> _Assignment_:
Restate the records below word for word, and omit the images they hold.
== Provided records
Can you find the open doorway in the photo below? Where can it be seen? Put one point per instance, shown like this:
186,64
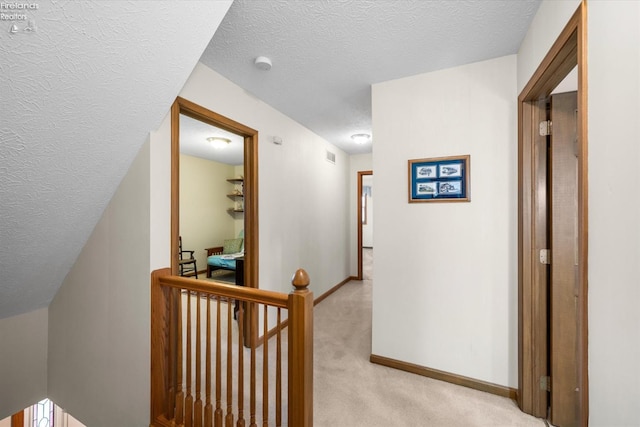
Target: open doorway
365,224
247,187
====
> _Exercise result_:
Can you find the open doorway in the photo below? Where can it be seen? Put one point per instance, shown like this:
186,64
Target: open doorway
365,224
247,187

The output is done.